- RECORDED INFORMATION
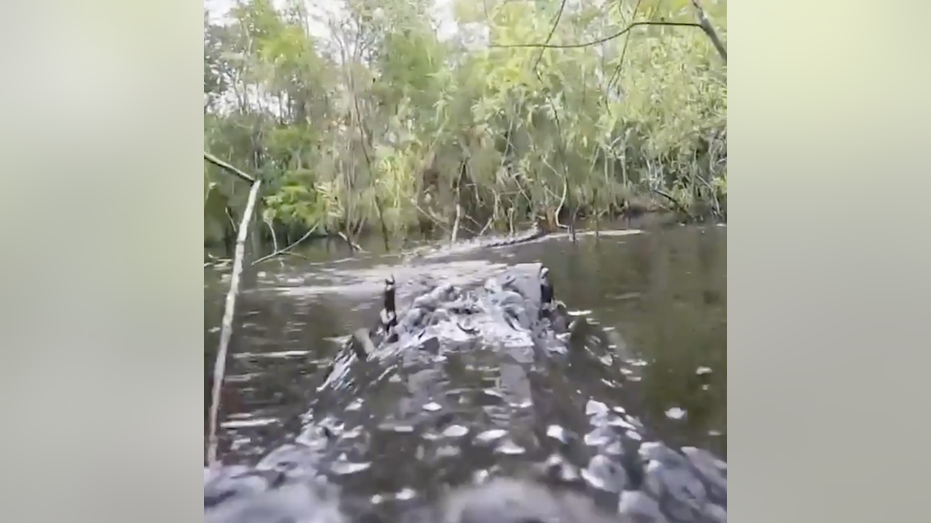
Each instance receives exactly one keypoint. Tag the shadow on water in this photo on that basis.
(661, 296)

---

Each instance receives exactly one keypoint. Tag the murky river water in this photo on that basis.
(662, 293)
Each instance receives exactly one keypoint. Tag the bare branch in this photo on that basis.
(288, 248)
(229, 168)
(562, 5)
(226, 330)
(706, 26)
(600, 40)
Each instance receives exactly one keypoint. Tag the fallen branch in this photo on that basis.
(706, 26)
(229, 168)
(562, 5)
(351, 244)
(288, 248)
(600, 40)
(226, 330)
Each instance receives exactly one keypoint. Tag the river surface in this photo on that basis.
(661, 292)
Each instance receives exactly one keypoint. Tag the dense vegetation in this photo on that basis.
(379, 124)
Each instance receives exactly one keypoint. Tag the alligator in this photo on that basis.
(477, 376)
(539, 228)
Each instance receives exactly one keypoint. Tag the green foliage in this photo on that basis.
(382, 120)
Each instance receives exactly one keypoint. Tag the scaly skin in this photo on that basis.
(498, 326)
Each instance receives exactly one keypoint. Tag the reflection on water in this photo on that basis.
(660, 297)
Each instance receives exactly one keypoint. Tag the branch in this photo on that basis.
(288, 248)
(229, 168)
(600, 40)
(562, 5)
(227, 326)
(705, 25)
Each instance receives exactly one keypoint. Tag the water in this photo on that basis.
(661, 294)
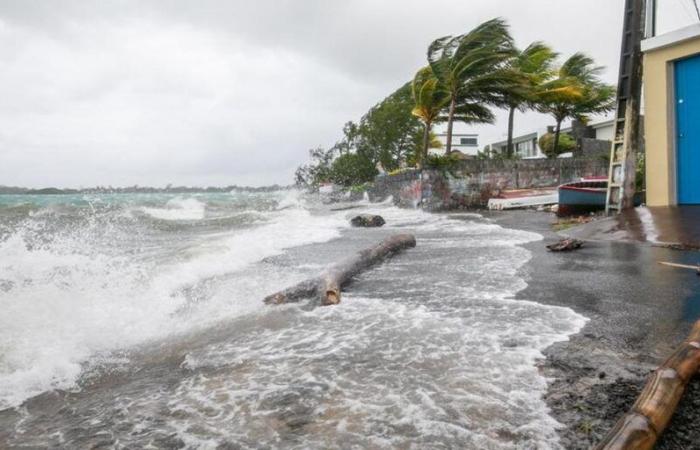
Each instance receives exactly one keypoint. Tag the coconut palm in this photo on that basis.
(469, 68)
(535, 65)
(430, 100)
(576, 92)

==

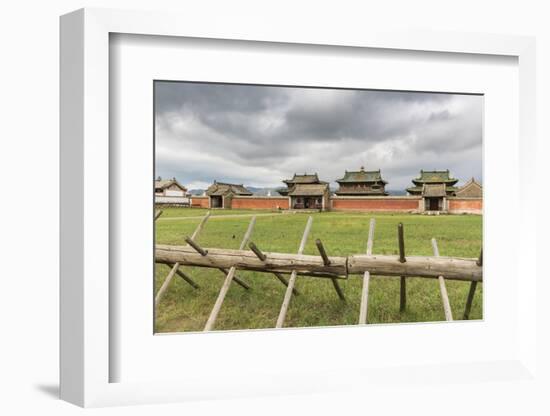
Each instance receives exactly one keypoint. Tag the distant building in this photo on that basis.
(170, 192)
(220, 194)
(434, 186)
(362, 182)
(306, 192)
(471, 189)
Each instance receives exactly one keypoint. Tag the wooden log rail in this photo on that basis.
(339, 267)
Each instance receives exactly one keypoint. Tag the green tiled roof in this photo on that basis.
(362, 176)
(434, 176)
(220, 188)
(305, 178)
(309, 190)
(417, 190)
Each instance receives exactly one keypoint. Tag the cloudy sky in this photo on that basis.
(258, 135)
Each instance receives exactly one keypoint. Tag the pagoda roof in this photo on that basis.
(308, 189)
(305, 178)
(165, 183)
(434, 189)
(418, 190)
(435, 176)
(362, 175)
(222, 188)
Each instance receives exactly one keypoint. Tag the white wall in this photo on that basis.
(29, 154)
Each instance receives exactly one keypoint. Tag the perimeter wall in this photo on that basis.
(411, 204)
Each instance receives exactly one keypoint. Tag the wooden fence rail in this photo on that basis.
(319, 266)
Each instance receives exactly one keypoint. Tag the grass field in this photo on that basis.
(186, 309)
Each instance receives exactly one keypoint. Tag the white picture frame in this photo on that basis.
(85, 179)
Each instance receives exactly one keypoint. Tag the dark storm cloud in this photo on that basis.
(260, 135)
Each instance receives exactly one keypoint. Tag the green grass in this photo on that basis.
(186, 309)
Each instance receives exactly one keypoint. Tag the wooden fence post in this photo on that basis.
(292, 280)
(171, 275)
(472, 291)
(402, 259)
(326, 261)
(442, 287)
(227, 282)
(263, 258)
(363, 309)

- WHAT THE TASK REQUIRES
Report every line in the entries above that contains the word "fence", matching its case exactly.

- RIGHT ANSWER
Each instance receives exactly one keypoint. Tag the wooden fence rail in this photo on that basis.
Each instance receives exactly one keypoint. Tag the wooden fence post in this photo on that basis.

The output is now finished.